** start **

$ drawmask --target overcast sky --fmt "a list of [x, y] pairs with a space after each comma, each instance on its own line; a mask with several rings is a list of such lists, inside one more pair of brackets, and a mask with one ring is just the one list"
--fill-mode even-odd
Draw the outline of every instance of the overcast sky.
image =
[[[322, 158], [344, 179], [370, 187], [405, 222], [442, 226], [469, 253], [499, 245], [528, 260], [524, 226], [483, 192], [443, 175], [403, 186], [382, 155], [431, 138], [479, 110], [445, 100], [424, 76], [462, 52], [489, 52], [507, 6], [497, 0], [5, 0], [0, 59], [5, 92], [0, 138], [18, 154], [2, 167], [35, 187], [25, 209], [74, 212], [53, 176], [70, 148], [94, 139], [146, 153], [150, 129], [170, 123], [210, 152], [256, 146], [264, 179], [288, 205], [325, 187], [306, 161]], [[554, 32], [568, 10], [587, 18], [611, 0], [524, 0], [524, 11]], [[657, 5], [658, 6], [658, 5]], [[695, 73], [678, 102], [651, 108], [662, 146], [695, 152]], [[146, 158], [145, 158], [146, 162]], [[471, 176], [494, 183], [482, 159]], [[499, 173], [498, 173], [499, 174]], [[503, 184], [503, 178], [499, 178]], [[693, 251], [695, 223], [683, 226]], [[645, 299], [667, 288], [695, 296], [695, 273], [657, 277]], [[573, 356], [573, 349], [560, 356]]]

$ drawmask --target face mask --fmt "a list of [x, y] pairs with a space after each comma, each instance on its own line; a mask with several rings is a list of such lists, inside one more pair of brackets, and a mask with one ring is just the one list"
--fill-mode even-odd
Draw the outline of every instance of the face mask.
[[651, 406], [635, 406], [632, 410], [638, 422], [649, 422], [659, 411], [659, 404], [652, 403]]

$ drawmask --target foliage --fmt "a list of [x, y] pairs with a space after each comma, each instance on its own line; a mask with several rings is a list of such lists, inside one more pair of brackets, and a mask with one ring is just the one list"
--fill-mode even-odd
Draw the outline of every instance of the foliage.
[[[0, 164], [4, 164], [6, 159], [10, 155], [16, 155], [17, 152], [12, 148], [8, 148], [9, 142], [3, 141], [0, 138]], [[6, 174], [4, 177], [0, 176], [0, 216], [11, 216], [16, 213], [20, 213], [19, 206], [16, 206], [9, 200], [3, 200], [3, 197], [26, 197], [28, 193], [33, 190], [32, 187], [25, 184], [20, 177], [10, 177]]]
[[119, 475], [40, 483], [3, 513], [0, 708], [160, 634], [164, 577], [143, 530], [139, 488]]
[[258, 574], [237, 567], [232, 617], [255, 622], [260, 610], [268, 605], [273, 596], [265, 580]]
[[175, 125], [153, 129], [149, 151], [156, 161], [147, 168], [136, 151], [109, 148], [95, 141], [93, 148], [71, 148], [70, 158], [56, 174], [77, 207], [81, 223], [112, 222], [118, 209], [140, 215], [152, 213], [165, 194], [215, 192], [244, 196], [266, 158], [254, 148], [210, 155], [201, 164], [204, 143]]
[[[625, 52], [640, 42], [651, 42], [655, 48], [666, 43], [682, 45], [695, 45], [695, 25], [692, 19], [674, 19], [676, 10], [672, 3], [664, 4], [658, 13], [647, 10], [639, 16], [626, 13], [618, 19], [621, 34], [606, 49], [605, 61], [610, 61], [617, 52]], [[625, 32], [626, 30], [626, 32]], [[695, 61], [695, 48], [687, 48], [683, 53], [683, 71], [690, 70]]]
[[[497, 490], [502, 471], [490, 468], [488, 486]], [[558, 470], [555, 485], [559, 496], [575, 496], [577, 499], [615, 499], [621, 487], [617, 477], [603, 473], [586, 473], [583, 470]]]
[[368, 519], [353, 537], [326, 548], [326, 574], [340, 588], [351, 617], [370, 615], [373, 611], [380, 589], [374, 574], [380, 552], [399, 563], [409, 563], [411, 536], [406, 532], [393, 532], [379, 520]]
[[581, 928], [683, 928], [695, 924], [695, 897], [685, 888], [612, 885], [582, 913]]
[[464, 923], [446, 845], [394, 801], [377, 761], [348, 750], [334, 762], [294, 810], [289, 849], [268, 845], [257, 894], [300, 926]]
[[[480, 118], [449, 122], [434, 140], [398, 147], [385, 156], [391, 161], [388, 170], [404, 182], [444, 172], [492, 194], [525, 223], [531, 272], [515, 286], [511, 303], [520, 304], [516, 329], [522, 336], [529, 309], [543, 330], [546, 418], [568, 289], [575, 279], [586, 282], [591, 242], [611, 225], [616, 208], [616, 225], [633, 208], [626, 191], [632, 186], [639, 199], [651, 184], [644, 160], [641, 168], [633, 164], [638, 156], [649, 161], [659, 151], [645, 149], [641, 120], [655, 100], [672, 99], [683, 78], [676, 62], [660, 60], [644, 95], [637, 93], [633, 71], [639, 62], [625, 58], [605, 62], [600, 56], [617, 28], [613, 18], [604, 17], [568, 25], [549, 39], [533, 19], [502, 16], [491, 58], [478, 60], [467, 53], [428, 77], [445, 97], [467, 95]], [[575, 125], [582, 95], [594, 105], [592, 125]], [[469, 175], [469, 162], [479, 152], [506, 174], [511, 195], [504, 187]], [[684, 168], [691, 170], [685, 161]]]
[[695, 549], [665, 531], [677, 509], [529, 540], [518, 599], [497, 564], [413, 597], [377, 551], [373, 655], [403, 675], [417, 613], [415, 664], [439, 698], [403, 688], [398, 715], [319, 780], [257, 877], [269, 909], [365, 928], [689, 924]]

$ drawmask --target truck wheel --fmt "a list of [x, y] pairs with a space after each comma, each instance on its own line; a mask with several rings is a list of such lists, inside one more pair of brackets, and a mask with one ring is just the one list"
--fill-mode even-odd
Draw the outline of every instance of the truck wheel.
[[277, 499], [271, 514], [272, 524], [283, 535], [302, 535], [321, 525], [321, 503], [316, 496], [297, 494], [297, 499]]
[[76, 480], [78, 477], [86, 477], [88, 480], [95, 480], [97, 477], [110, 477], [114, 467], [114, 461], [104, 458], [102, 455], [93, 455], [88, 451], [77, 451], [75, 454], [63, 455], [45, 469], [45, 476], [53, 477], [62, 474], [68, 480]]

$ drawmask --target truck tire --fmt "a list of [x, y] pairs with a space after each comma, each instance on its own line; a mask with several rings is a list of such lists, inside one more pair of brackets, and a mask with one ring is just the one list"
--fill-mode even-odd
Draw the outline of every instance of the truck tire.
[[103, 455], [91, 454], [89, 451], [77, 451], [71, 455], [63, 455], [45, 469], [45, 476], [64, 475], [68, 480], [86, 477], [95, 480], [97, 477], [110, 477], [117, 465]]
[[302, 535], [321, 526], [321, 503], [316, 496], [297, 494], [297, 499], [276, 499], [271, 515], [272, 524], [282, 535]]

** end **

REQUIREMENT: Render every line of the rows above as a JSON list of strings, one string per line, leaving out blank lines.

THE SOLUTION:
[
  "$ drawmask --target overcast sky --fmt \"a list of [x, y] pairs with a space after each comma, each instance on its own line; a mask with several rings is a list of such lists, inside one more pair of brackets, and a mask with one ring is just the one list\"",
  "--fill-mode even-odd",
  "Draw the outline of every instance of the overcast sky.",
  "image =",
  "[[[322, 158], [344, 179], [370, 187], [405, 222], [442, 226], [469, 253], [499, 245], [528, 260], [524, 226], [483, 192], [443, 175], [403, 186], [382, 155], [431, 138], [479, 110], [445, 100], [424, 76], [462, 52], [489, 52], [507, 6], [497, 0], [5, 0], [0, 59], [5, 92], [0, 138], [18, 154], [2, 167], [35, 187], [25, 209], [74, 212], [53, 176], [70, 148], [94, 139], [146, 153], [150, 129], [170, 123], [210, 152], [256, 146], [264, 179], [288, 205], [325, 187], [306, 161]], [[554, 32], [568, 10], [587, 18], [611, 0], [524, 0], [524, 11]], [[657, 5], [658, 6], [658, 5]], [[695, 73], [678, 102], [651, 108], [662, 146], [695, 152]], [[146, 158], [145, 158], [146, 162]], [[471, 176], [494, 183], [482, 159]], [[499, 173], [498, 173], [499, 174]], [[503, 184], [503, 178], [499, 178]], [[693, 251], [695, 223], [683, 226]], [[645, 299], [667, 288], [695, 296], [695, 273], [657, 277]], [[573, 356], [573, 349], [560, 356]]]",
  "$ drawmask --target face mask --fmt \"a list of [x, y] pairs with a space after each comma, each instance on its own line; a mask with several rings is a list of such lists, inside one more pair of brackets, and a mask with one ring is just the one list\"",
  "--fill-mode even-odd",
  "Draw the outline of every instance of the face mask.",
  "[[651, 406], [635, 406], [632, 410], [638, 422], [649, 422], [659, 411], [659, 404], [652, 403]]",
  "$ drawmask --target foliage --fmt \"a list of [x, y] pairs with a space after each comma, each instance on its own line; a mask with several rings is a list of such lists, inside one more pair of brackets, and a mask with one ring is just the one list\"",
  "--fill-mode even-odd",
  "Draw the outline of every instance of the foliage.",
  "[[[0, 164], [4, 164], [6, 159], [10, 155], [16, 155], [17, 152], [12, 148], [8, 148], [9, 142], [3, 141], [0, 138]], [[6, 174], [4, 177], [0, 176], [0, 216], [11, 216], [16, 213], [20, 213], [19, 206], [16, 206], [9, 200], [3, 200], [3, 197], [26, 197], [28, 193], [33, 190], [32, 187], [25, 184], [20, 177], [10, 177]]]",
  "[[119, 475], [40, 483], [3, 513], [0, 708], [160, 634], [164, 577], [143, 530], [139, 488]]",
  "[[258, 574], [237, 567], [232, 617], [255, 622], [260, 610], [268, 605], [273, 596], [265, 580]]",
  "[[175, 125], [153, 129], [149, 151], [156, 161], [147, 168], [136, 151], [109, 148], [95, 141], [93, 148], [71, 148], [70, 158], [56, 174], [77, 207], [81, 223], [112, 222], [118, 209], [140, 215], [152, 213], [165, 194], [215, 192], [244, 196], [266, 158], [254, 148], [210, 155], [201, 164], [204, 143]]",
  "[[[625, 52], [640, 42], [651, 42], [655, 48], [666, 43], [682, 45], [695, 45], [695, 25], [692, 19], [674, 19], [676, 10], [672, 3], [664, 4], [658, 13], [647, 10], [639, 16], [626, 13], [618, 19], [621, 34], [606, 49], [605, 61], [610, 61], [617, 52]], [[625, 32], [626, 30], [626, 32]], [[695, 61], [695, 48], [687, 48], [683, 53], [683, 71], [690, 70]]]",
  "[[[497, 490], [502, 471], [490, 468], [488, 486]], [[558, 470], [555, 485], [559, 496], [575, 496], [577, 499], [615, 499], [621, 487], [617, 477], [603, 473], [586, 473], [583, 470]]]",
  "[[368, 519], [353, 537], [326, 548], [326, 574], [340, 588], [351, 617], [370, 615], [373, 611], [380, 589], [374, 574], [380, 552], [399, 563], [409, 563], [411, 536], [406, 532], [393, 532], [379, 520]]",
  "[[581, 928], [683, 928], [695, 924], [695, 897], [685, 888], [612, 885], [582, 913]]",
  "[[464, 923], [446, 845], [394, 801], [377, 761], [348, 750], [334, 762], [294, 810], [289, 849], [268, 845], [257, 894], [300, 926]]",
  "[[[480, 118], [449, 122], [434, 140], [398, 147], [385, 156], [391, 161], [388, 170], [404, 182], [444, 172], [492, 194], [525, 223], [531, 272], [515, 286], [511, 303], [520, 304], [516, 329], [522, 336], [529, 309], [543, 330], [546, 418], [568, 289], [575, 279], [586, 282], [591, 242], [611, 225], [616, 208], [616, 225], [633, 208], [626, 191], [632, 186], [639, 199], [651, 184], [644, 160], [641, 168], [633, 164], [638, 156], [649, 161], [659, 151], [645, 149], [641, 120], [655, 100], [672, 99], [683, 78], [676, 62], [660, 60], [644, 95], [637, 93], [633, 71], [639, 62], [625, 58], [605, 62], [600, 56], [617, 28], [613, 18], [604, 17], [568, 25], [549, 39], [533, 19], [502, 16], [491, 58], [478, 60], [467, 53], [428, 77], [445, 97], [467, 95]], [[575, 125], [582, 95], [594, 105], [592, 125]], [[469, 175], [469, 162], [479, 152], [506, 174], [511, 195], [504, 187]], [[684, 168], [691, 170], [685, 161]]]",
  "[[695, 549], [665, 531], [677, 509], [529, 540], [518, 599], [497, 564], [413, 597], [377, 551], [373, 655], [403, 675], [417, 613], [415, 664], [439, 698], [403, 688], [398, 715], [319, 780], [257, 877], [269, 909], [365, 928], [689, 924]]",
  "$ drawmask --target truck wheel --fmt \"a list of [x, y] pairs with a space after each comma, each instance on its own line; a mask with several rings is a list of such lists, inside one more pair of brackets, and a mask with one ring is just the one list\"",
  "--fill-mode even-odd",
  "Draw the outline of every instance of the truck wheel.",
  "[[277, 499], [271, 514], [272, 524], [283, 535], [302, 535], [321, 525], [321, 503], [316, 496], [297, 494], [297, 499]]",
  "[[76, 480], [78, 477], [86, 477], [88, 480], [95, 480], [97, 477], [110, 477], [114, 467], [114, 461], [104, 458], [102, 455], [93, 455], [88, 451], [77, 451], [75, 454], [63, 455], [45, 469], [45, 476], [53, 477], [62, 474], [68, 480]]",
  "$ drawmask --target truck tire --fmt \"a list of [x, y] pairs with a space after each comma, each instance on its own line; a mask with several rings is a list of such lists, inside one more pair of brackets, and a mask with one ring is just the one list\"",
  "--fill-mode even-odd",
  "Draw the outline of every instance of the truck tire.",
  "[[103, 455], [91, 454], [89, 451], [77, 451], [71, 455], [63, 455], [45, 469], [45, 476], [64, 475], [68, 480], [86, 477], [95, 480], [97, 477], [110, 477], [117, 465]]",
  "[[302, 535], [321, 526], [321, 503], [316, 496], [297, 494], [297, 499], [276, 499], [271, 515], [272, 524], [282, 535]]"
]